What you are asked to do: Write each record again exactly as it stands.

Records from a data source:
---------------

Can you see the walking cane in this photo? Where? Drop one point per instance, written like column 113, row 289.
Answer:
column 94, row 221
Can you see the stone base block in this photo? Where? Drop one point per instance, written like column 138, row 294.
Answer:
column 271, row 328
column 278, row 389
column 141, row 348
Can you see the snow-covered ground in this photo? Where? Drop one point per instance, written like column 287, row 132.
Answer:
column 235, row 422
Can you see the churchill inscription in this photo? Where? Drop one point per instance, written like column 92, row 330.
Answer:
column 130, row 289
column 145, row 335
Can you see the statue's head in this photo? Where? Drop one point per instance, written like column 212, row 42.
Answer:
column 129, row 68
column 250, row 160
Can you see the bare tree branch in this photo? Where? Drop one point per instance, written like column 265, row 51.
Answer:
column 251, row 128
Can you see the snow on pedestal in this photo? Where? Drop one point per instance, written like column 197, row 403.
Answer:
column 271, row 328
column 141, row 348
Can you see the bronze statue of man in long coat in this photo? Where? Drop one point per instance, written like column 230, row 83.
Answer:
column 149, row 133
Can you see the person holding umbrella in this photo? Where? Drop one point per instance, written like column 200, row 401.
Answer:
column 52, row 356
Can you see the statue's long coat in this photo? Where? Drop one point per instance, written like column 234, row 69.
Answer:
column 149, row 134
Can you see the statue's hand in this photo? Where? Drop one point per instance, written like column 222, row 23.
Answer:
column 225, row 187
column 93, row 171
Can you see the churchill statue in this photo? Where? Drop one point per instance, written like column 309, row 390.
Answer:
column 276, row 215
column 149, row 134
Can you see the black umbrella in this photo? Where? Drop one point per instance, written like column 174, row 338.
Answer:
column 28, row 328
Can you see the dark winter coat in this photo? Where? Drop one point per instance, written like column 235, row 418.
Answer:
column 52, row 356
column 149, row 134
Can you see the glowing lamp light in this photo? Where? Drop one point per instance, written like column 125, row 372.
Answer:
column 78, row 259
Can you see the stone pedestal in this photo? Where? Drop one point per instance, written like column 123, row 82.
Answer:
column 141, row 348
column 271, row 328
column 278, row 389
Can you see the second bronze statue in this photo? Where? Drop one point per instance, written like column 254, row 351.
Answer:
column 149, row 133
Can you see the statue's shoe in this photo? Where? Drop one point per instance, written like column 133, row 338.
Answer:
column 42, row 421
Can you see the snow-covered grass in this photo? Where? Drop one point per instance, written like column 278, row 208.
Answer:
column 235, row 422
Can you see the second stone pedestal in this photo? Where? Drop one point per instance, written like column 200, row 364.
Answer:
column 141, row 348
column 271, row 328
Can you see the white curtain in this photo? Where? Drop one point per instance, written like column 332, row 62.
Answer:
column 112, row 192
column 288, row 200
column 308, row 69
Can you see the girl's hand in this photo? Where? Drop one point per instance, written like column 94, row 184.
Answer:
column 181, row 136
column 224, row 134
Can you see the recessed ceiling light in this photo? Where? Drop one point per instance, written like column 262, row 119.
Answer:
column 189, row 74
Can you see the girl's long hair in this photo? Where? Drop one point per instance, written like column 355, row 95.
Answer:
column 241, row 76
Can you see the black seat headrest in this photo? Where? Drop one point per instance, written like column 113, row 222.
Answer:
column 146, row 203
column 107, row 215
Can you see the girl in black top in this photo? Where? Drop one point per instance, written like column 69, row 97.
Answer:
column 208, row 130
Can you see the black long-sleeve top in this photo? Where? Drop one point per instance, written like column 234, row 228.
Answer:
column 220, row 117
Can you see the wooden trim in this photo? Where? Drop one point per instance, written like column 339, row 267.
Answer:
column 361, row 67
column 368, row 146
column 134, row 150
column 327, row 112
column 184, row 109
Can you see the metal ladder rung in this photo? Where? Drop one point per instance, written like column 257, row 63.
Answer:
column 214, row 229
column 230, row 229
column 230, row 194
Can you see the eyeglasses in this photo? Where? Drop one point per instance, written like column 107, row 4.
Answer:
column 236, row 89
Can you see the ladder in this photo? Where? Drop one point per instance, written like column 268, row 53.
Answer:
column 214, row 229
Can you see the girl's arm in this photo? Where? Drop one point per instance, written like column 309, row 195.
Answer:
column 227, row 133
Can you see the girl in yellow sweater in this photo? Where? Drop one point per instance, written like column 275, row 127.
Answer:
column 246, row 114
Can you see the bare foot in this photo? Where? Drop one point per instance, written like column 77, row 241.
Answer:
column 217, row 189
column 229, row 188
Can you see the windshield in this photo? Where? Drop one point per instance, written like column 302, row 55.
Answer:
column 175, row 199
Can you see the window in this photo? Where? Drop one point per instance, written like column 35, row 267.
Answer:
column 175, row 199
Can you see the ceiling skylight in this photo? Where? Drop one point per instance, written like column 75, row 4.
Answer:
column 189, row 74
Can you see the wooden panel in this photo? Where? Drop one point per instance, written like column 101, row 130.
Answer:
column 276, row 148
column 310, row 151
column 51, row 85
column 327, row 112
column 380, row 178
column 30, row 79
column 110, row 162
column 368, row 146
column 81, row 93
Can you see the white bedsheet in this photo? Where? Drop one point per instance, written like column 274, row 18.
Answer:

---------------

Correct result:
Can you see the walking cane in this photo? Where? Drop one point per instance, written like column 113, row 289.
Answer:
column 94, row 221
Can you see the stone base block in this photo? Where? Drop one point per instance, written like column 138, row 294.
Answer:
column 271, row 328
column 278, row 389
column 141, row 348
Can you see the snow-covered ground in this photo? Where? Drop one point per instance, written like column 287, row 132.
Answer:
column 235, row 422
Can you see the churchill inscription in this photo? Where? Drop one point per instance, written like column 92, row 330.
Answer:
column 130, row 289
column 145, row 335
Can you see the statue's head in this photo? Where? Drop one point per instance, written like column 212, row 42.
Answer:
column 129, row 68
column 250, row 160
Can you see the bare tree branch in this photo? Where? Drop one point per instance, written like column 265, row 51.
Answer:
column 251, row 128
Can you see the snow on pedestal in this photo? Where? Drop one point per instance, written like column 197, row 403.
Answer:
column 271, row 328
column 141, row 348
Can you see the bronze statue of man in long coat in this photo? Where? Drop one point per instance, written like column 230, row 83.
Answer:
column 149, row 133
Can you see the person holding umbrella in this photo? Where? Drop one point per instance, written like column 200, row 401.
Answer:
column 52, row 356
Can you see the statue's long coat in this photo? Where? Drop one point per instance, written like column 234, row 69.
Answer:
column 149, row 134
Can you see the statue's hand in this photo? Where? Drop one point per instance, written like column 222, row 23.
Answer:
column 225, row 187
column 93, row 171
Can you see the churchill statue in this photo? Where? Drop one point per instance, written like column 309, row 390.
Answer:
column 276, row 215
column 149, row 134
Can you see the black umbrella in this photo? Where? Drop one point per instance, written like column 174, row 338.
Answer:
column 28, row 328
Can you see the dark winter coat in this photo? Where? Drop one point per instance, written like column 235, row 418.
Answer:
column 52, row 356
column 149, row 134
Can you see the glowing lamp light in this photo? Where? Drop one point per instance, written like column 125, row 372.
Answer:
column 78, row 259
Can you see the stone pedestal in this photo? Where? Drop one point per instance, written like column 123, row 82.
Answer:
column 141, row 348
column 271, row 328
column 278, row 389
Can you see the second bronze statue in this photo? Where? Drop one point per instance, written like column 254, row 351.
Answer:
column 149, row 133
Can you see the statue's shoe in this photo? Where? Drop one point per instance, written like column 133, row 338.
Answer:
column 42, row 421
Can you see the snow-covered grass in this photo? Where? Drop one point per instance, written like column 278, row 208.
Answer:
column 235, row 422
Can you see the second stone pedestal in this photo? Where? Drop one point per instance, written like column 200, row 364.
Answer:
column 141, row 348
column 271, row 328
Can you see the white curtain in this photo? Where? Drop one point per instance, written like column 332, row 62.
Answer:
column 112, row 192
column 288, row 200
column 308, row 69
Can you see the girl's hand in this photo? Where? Drop one point per instance, written like column 94, row 184.
Answer:
column 181, row 136
column 224, row 134
Can you see the recessed ceiling light in this photo? Where? Drop one point per instance, written like column 262, row 119.
Answer:
column 189, row 74
Can you see the girl's long hair in this photo? Where? Drop one point per instance, written like column 355, row 95.
Answer:
column 241, row 76
Can you see the black seat headrest in this photo? Where? Drop one point per instance, written like column 113, row 222.
Answer:
column 146, row 203
column 107, row 215
Can you see the girl in black top in this photo? Where? Drop one point per instance, written like column 69, row 97.
Answer:
column 208, row 130
Can you see the black long-sleeve top in this photo? Where? Drop one point per instance, written like column 234, row 228.
Answer:
column 220, row 117
Can you see the wooden trim in this photo? Where? Drop one point per instance, written like column 339, row 267.
Answer:
column 361, row 67
column 368, row 146
column 134, row 150
column 327, row 112
column 184, row 109
Can you see the metal ladder rung in this photo? Where? Drop one point per instance, written like column 257, row 63.
Answer:
column 214, row 229
column 230, row 229
column 230, row 194
Can you see the eyeglasses in this photo? Where? Drop one point per instance, written like column 107, row 4.
Answer:
column 236, row 89
Can you see the ladder in this photo? Where? Drop one point per instance, written like column 268, row 53.
Answer:
column 214, row 229
Can you see the girl's arm in this photo? Where? Drop one point per instance, written like column 309, row 195.
Answer:
column 227, row 133
Can you see the girl in yellow sweater in this photo? Where? Drop one point per instance, written like column 275, row 127.
Answer:
column 246, row 114
Can you see the bare foot in this photo? Where? Drop one point per instance, written like column 77, row 241.
Answer:
column 217, row 189
column 229, row 188
Can you see the windshield in this photo? Where? Drop one point per instance, written like column 302, row 55.
Answer:
column 175, row 199
Can you see the window in this photo? Where? Drop one point per instance, written like column 35, row 267.
Answer:
column 175, row 199
Can you see the ceiling skylight in this photo? Where? Drop one point per instance, written like column 75, row 4.
Answer:
column 189, row 74
Can you see the wooden panel in this photo? Where? Drop one point per instance, written like column 101, row 130.
Answer:
column 276, row 148
column 310, row 151
column 51, row 85
column 327, row 112
column 380, row 178
column 30, row 79
column 110, row 162
column 368, row 146
column 81, row 93
Can you see the white bedsheet in this photo? Where? Drop one point per instance, written like column 274, row 18.
Answer:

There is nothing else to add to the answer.